Segment Start: READING PASSAGE

In the case of the former, I believe that the microvacuoles filled with liquid crystalline (EZ) water (thus creating their incompressibility). In the case of water droplets, Pollack concluded that the mutual repulsion between positively charged protons (pushed to the center of the droplet by exclusion zones) creates an outwards force resisted by the liquid crystalline boundary of the droplet. The balance between these two forces results in the droplet assuming a spherical form, and I believe the same mechanism is at work in the microvacuoles throughout the human body.

In the case of the latter, it is important to remember how much expansion is produced by proteins that create gels (many gels are over 99.9% water). Pollack, in turn, has shown that the liquid crystalline water that is constantly trying to form within the cell is unable to reach its full size due to proteins resisting the stretch that would have to occur for the liquid crystalline gel (that the surrounding proteins generate) to be able to reach its full size. This happens both at the level of the cell (as the cytoskeleton stretches as the cell expands to its maximum size, until it cannot allow further expansion to occur) and within proteins throughout the cell.

At the protein level, the body often relies on chemical bonds to be made between proteins to constrain the maximum expansion that can occur in response to a gel forming. Additionally, proteins can alternate between a folded and an unfolded conformation (e.g., a helix vs. a coil), something often determined by the tension applied to the protein (such as the expansive pressure of liquid crystalline water within a gel). There are a variety of importance consequences of this conformation change which will be discussed further with the physiology of muscles.

Segment End: READING PASSAGE

#### EXERCISES TO COMPLETE:
[1] List every phrase that the passage on liquid crystalline water encloses in parentheses.
[2] Set down the part of the passage on liquid crystalline water starting at "In the case of the former, I" and ending at "the human body.".

Segment Start: DATA LISTING

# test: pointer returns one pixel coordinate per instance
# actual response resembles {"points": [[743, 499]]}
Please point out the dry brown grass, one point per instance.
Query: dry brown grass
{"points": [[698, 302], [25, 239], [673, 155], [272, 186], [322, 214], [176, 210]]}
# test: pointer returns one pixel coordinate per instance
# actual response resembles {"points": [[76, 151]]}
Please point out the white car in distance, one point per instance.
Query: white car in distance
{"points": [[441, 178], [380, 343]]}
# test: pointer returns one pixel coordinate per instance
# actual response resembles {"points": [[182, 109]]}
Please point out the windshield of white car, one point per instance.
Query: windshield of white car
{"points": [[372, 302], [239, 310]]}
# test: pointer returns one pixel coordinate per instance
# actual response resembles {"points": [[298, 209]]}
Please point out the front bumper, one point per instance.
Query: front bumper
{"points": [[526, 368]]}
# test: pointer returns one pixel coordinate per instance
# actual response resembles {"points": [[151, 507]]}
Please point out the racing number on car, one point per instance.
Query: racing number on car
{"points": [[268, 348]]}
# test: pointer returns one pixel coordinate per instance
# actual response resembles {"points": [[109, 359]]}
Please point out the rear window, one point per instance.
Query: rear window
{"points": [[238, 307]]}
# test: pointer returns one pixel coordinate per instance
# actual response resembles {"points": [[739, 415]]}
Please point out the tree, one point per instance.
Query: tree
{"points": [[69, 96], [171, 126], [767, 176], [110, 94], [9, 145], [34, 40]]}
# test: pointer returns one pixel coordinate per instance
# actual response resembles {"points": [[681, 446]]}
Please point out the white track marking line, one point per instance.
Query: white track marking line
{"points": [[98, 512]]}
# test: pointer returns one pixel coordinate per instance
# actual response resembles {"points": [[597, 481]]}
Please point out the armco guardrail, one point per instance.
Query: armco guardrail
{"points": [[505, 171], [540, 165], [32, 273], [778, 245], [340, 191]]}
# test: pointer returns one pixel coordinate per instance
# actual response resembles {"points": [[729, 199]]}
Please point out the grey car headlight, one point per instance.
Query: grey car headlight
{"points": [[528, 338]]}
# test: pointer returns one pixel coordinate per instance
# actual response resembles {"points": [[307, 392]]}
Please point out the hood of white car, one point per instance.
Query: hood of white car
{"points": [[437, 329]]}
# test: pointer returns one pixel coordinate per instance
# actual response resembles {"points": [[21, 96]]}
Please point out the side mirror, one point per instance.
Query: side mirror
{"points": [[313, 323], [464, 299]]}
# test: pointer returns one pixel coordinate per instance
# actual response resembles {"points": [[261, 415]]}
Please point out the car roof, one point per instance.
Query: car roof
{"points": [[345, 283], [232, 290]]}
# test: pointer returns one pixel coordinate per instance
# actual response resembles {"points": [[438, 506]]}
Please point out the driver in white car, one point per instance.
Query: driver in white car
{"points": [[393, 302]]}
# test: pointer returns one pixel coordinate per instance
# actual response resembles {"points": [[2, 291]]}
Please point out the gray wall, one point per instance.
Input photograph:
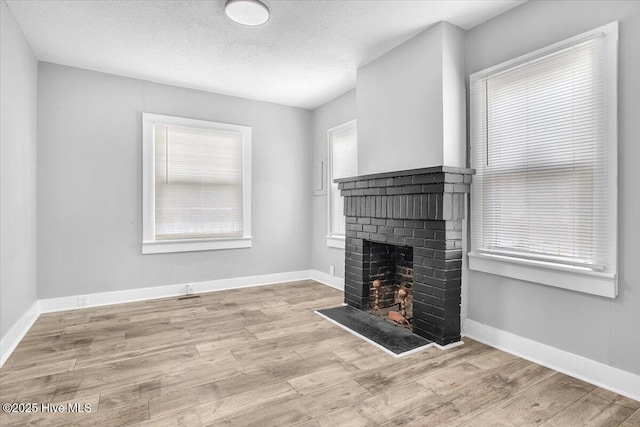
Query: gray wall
{"points": [[598, 328], [90, 184], [333, 113], [19, 70]]}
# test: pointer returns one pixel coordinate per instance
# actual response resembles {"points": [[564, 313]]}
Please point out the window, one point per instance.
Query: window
{"points": [[343, 144], [543, 143], [196, 185]]}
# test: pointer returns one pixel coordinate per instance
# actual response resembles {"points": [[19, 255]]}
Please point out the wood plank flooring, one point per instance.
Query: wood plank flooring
{"points": [[261, 357]]}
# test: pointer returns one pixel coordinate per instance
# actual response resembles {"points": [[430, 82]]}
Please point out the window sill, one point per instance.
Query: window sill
{"points": [[546, 273], [193, 245], [336, 242]]}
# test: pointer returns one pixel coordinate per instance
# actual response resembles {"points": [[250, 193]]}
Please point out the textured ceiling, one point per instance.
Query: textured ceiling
{"points": [[306, 54]]}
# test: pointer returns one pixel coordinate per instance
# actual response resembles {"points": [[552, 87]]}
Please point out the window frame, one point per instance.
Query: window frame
{"points": [[335, 240], [152, 246], [576, 278]]}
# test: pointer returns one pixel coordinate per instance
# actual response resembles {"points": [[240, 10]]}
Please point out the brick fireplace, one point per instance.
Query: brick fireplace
{"points": [[405, 228]]}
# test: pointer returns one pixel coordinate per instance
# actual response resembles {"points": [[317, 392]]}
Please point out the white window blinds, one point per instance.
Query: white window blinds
{"points": [[542, 158], [198, 183], [343, 164]]}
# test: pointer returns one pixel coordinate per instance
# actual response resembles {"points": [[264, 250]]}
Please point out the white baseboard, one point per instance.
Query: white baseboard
{"points": [[13, 337], [326, 279], [596, 373], [49, 305]]}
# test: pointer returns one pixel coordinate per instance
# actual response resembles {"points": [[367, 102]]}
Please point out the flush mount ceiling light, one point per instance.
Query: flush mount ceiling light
{"points": [[247, 12]]}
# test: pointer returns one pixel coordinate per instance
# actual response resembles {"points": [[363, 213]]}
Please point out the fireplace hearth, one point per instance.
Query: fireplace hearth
{"points": [[405, 229]]}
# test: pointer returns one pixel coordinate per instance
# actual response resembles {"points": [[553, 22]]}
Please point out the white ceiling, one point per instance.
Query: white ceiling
{"points": [[305, 55]]}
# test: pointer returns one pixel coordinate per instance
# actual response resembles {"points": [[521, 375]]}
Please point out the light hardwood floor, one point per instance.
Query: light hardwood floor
{"points": [[261, 357]]}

Segment End: DATA LISTING

#### RESPONSES FOR EACH TASK:
[1]
(EZ)
(thus creating their incompressibility)
(pushed to the center of the droplet by exclusion zones)
(many gels are over 99.9% water)
(that the surrounding proteins generate)
(as the cytoskeleton stretches as the cell expands to its maximum size, until it cannot allow further expansion to occur)
(e.g., a helix vs. a coil)
(such as the expansive pressure of liquid crystalline water within a gel)

[2]
In the case of the former, I believe that the microvacuoles filled with liquid crystalline (EZ) water (thus creating their incompressibility). In the case of water droplets, Pollack concluded that the mutual repulsion between positively charged protons (pushed to the center of the droplet by exclusion zones) creates an outwards force resisted by the liquid crystalline boundary of the droplet. The balance between these two forces results in the droplet assuming a spherical form, and I believe the same mechanism is at work in the microvacuoles throughout the human body.